Problem to solve: Rescale the records below by rewriting every line except the pictures, keeping the requests, and multiplying each coordinate value in the answers by 2.3, rounded to the nearest whole number with halves rounded up. Leave the numbers in the requests unchanged and apply this to all of the records.
--- start ---
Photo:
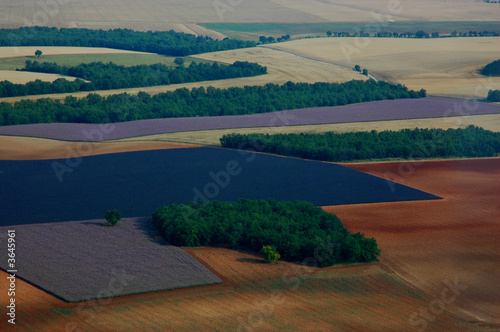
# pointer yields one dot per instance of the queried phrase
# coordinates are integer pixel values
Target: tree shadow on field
(145, 225)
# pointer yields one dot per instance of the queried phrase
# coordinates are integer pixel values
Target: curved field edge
(137, 183)
(29, 148)
(423, 244)
(49, 250)
(212, 137)
(431, 107)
--- end ---
Output of the task:
Photo:
# pointer yields one dot per instance of the queried phrase
# coordinates are integer pixel values
Target: tree shadow on field
(334, 518)
# pointer yields one dot per instance of the queried phrase
# coordinates are integer pixel values
Target: curved field edge
(315, 421)
(67, 340)
(973, 561)
(113, 575)
(488, 315)
(991, 246)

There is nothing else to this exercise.